◆ **TEXTE PROPOSÉ**:
>>>

Mallory Labarrière et Olivier Lefort : La décision du Conseil d'Etat du 27 juillet 2015, se ralliant à l'arrêt de la CJUE du 26 février 2015 rendu à la suite de la question préjudicielle que le Conseil d'Etat lui avait posée, a confirmé que les prélèvements qui participent au financement de régimes obligatoires de Sécurité sociale sont soumis au principe d'unicité de législation énoncé par l'article 13 du Règlement européen sur la Sécurité sociale du 14 juin 1971 (Règlement CEE n° 1408/71 N° Lexbase : L4570DLT). Il en a déduit que le contribuable, qui était exclusivement affilié à un régime de protection sociale étranger et qui, donc, payait déjà des cotisations sociales aux Pays-Bas où se trouvait son employeur, ne pouvait être redevable de prélèvements sociaux en France sur ses revenus de patrimoine alors même qu'il était résident fiscal français.

<<<

◆ **ENTRÉES FOURNIES**:
>>>

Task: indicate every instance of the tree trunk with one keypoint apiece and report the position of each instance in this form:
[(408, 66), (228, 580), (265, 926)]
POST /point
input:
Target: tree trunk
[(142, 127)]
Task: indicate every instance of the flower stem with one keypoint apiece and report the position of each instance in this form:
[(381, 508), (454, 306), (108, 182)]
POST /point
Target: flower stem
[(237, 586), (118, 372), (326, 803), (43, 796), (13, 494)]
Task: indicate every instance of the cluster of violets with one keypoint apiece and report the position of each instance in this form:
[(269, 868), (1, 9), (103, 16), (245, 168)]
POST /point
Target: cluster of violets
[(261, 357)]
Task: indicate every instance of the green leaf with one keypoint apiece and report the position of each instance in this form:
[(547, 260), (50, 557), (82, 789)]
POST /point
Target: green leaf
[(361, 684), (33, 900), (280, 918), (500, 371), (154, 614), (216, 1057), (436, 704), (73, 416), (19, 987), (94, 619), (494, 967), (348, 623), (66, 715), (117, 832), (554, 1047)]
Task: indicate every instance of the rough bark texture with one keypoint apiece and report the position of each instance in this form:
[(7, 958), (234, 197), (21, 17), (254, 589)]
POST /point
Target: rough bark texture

<<<

◆ **TRAVAIL DEMANDÉ**:
a – D'après le texte proposé, dans quel pays se trouvait l'employeur du contribuable ?
b – Donnez sous forme de liste JSON de chaînes, à raison d'une chaîne par ligne et sans les lignes vides, les lignes des entrées situées entre celle qui contient "Task: indicate every instance of the flower" et celle qui contient "[(261, 357)]", ces deux lignes comprises.
Le texte proposé et les entrées sont deux documents indépendants l'un de l'autre.

◆ **EXERCICES CORRIGÉS**:
a – Aux Pays-Bas.

b –
[
  "Task: indicate every instance of the flower stem with one keypoint apiece and report the position of each instance in this form:",
  "[(381, 508), (454, 306), (108, 182)]",
  "POST /point",
  "Target: flower stem",
  "[(237, 586), (118, 372), (326, 803), (43, 796), (13, 494)]",
  "Task: indicate every instance of the cluster of violets with one keypoint apiece and report the position of each instance in this form:",
  "[(269, 868), (1, 9), (103, 16), (245, 168)]",
  "POST /point",
  "Target: cluster of violets",
  "[(261, 357)]"
]